> _TAREAS A REALIZAR_
(a) Responde según el texto sobre la procesión del Señor de los Milagros:
(i) ¿En qué avenida no era posible tener a las vivanderas?
(ii) ¿Quién las prohibió años atrás?
(iii) ¿Dónde plantaron sus tiendas este año?
(b) Devuelve sin cambios el fragmento del texto sobre la procesión del Señor de los Milagros que se abre con las palabras que contienen "Pero, este año, los" y se cierra con "sus paladares criollos.".
(c) Prolonga el texto sobre la procesión del Señor de los Milagros a partir del punto en que se detiene.

> _TEXTO PROPORCIONADO_
----------
Mientras la venerada imagen del Cristo Crucificado de Pachacamilla, como una isla de dorados fulgores en medio de un inmenso mar humano, avanza por las calles de la ciudad, una muchedumbre de vendedores la sigue, parte para satisfacer la voracidad ventral de los fieles, parte para comerciar un poco paganamente con las exigencias de la fe.
¿Qué procesión del Señor de los Milagros sería sin anticuchos y picarones, aunque de los primeros quede la inmundicia regada por todas partes de las cañitas y haya bárbaros que recojan esas cañitas para volver a usarlas? El único cambio en los últimos años ha sido el de las vivanderas. Años atrás, una autoridad municipal resuelta las prohibió, y tuvieron que irse. En verdad, no era posible tenerlas en la avenida Tacna, que es una arteria troncal del tránsito urbano. La congestión que causaban era tremenda. Además, sus modos de trabajo eran repugnantes y peligrosos. Pasar por su zona era tener que llevarse el pañuelo a las narices para contener la pestilencia. Una vez, antes de la prohibición, se colocaron caños y botaderos públicos, pero nadie los usó. Entonces, el único remedio era la erradicación y ella fue terminante.
Pero, este año, los palos, los tocuyos y los quitasueños han vuelto a la palestra. En el terreno abierto que ha quedado por el ensanchamiento de una calle a la espalda del monasterio de Las Nazarenas, las vivanderas plantaron sus tiendas y rápido sacaron sus fuentes de potajes criollos, sus baldes de chicha bien fermentada, y prendieron los añorados braseritos de carbón de palo para el trajín culinario de los anticuchos. Detrás del mar humano que sigue a la milagrosa imagen, la gente se rezaga para comer. Después de unas cuadras de recorrido, se despierta en los fieles un hambre canina. Entonces, tienen para escoger muchas cosas que encantan a sus paladares criollos.
----------
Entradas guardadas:
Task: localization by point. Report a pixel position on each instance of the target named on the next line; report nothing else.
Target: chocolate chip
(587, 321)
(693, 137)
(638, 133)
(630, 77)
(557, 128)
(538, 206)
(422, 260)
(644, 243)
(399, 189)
----------
> _RESPUESTAS POR TAREA_
(a)
(i) En la avenida Tacna.
(ii) Una autoridad municipal.
(iii) En el terreno abierto que ha quedado por el ensanchamiento de una calle a la espalda del monasterio de Las Nazarenas.

(b)
Pero, este año, los palos, los tocuyos y los quitasueños han vuelto a la palestra. En el terreno abierto que ha quedado por el ensanchamiento de una calle a la espalda del monasterio de Las Nazarenas, las vivanderas plantaron sus tiendas y rápido sacaron sus fuentes de potajes criollos, sus baldes de chicha bien fermentada, y prendieron los añorados braseritos de carbón de palo para el trajín culinario de los anticuchos. Detrás del mar humano que sigue a la milagrosa imagen, la gente se rezaga para comer. Después de unas cuadras de recorrido, se despierta en los fieles un hambre canina. Entonces, tienen para escoger muchas cosas que encantan a sus paladares criollos.

(c)
En carretillas, con sus grandes pailas en maceración, sus braseros que chisporrotean y sus parrillas que llamean al conjuro de los condimentos, todo impregnado de ají, las anticucheras no se dan abasto para atender a tantos brazos que piden los sabrosos trocitos de corazón ensartados en las cañas. Con voracidad la gente come los anticuchos y aplaca el ají con la consabida chicha fuerte de jora. Pero la jora no es suficiente para calmar los ardores de los endemoniados rocotos, y entonces el programa tiene una segunda parte, que es el plato de picarones, enroscados, bien cargados a la manteca y bañados en miel, riquísimos. ¿Y qué decir del turrón? Es otro de los personajes típicos del morado mes de octubre, infaltable y particularísimo.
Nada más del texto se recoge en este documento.